📄 myyacc.cpp
字号:
#include<iostream>
#include<iomanip>
#include<fstream>
#include<string>
#include<set>
#include<vector>
#include<stack>
#include<queue>
#include<hash_set>
#include<hash_map>
#include<map>
#include<conio.h>
#include"myyacc.h"
using namespace stdext;
using namespace std;
bool item::end(vector<producer*>& p)
{
if(pp>=p[index]->right.size())return true;
else return false;
}
int item::getcurpath(vector<producer*>& p)
{
return p[index]->right[pp];
}
int item::getnextSym(vector<producer*>& p)
{
return p[index]->right[pp+1];
}
int grammer::strtoint(string curstr)

### 题目详情
请一字不差地复制选定文本中的一段：从含有“using namespace stdext;”的词句开始，到“int item::getcurpath(vector<producer*>& p)”为止，且包括“int item::getcurpath(vector<producer*>& p)”本身。

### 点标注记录
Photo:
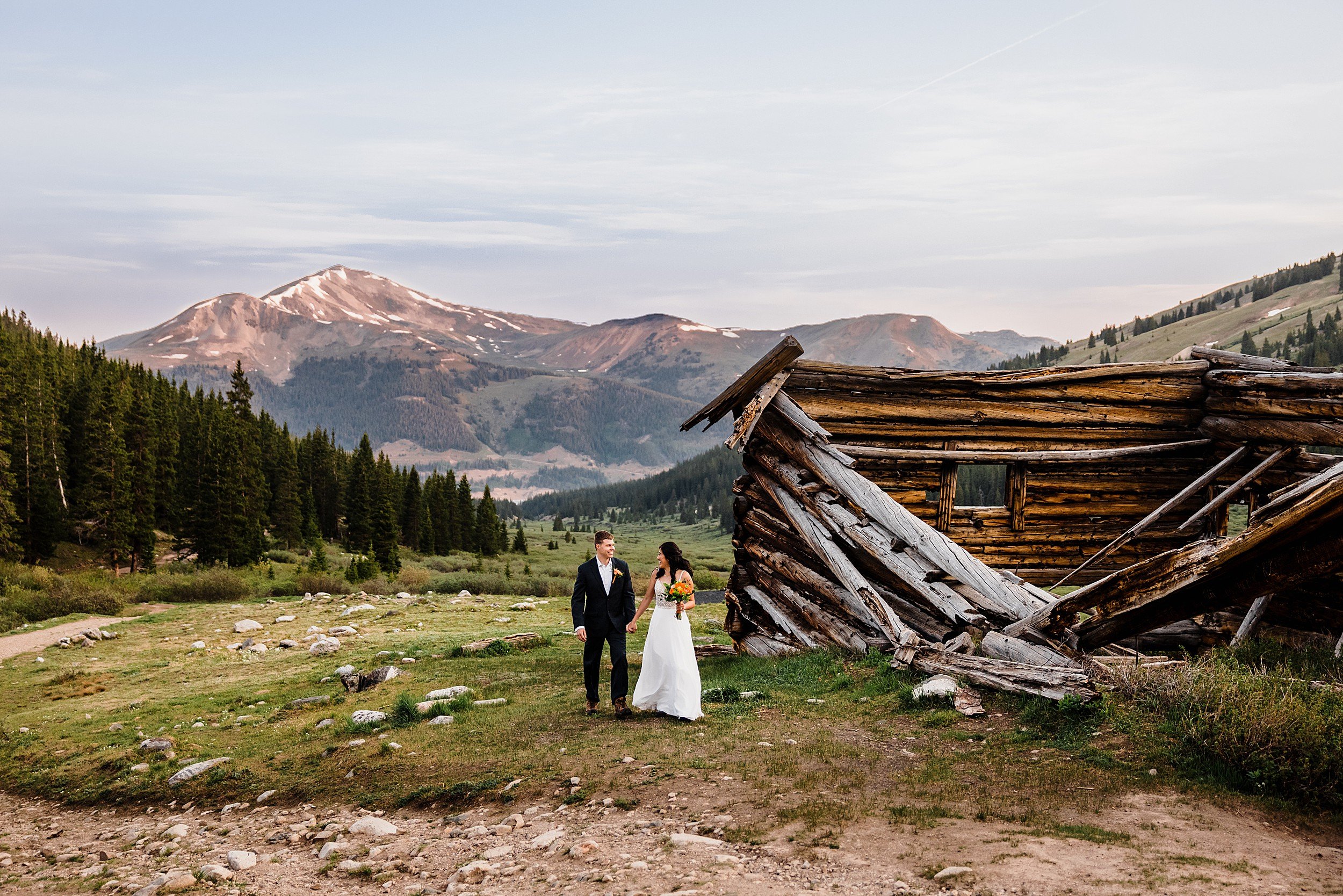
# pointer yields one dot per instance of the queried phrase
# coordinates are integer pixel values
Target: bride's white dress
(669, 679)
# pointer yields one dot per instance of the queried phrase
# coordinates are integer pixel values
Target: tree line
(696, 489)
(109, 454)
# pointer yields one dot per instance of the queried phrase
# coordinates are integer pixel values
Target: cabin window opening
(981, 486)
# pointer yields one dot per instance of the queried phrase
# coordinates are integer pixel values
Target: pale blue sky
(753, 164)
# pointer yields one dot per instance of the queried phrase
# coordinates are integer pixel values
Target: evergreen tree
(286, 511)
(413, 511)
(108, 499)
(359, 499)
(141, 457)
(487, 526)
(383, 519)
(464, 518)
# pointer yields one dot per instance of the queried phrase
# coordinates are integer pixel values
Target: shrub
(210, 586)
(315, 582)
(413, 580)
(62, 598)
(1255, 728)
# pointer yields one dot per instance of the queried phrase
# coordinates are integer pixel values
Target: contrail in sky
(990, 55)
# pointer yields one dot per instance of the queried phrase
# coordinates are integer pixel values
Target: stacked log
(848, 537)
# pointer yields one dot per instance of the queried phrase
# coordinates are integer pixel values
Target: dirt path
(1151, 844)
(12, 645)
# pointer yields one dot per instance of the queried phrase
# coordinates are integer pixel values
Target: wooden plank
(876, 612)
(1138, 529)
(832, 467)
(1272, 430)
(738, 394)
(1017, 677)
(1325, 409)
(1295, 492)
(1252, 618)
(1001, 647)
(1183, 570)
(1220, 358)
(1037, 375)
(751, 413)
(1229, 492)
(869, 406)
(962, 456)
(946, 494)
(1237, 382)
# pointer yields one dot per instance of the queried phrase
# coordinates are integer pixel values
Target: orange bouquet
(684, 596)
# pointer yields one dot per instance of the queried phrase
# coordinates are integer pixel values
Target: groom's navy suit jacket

### 详细解答
using namespace stdext;
using namespace std;
bool item::end(vector<producer*>& p)
{
if(pp>=p[index]->right.size())return true;
else return false;
}
int item::getcurpath(vector<producer*>& p)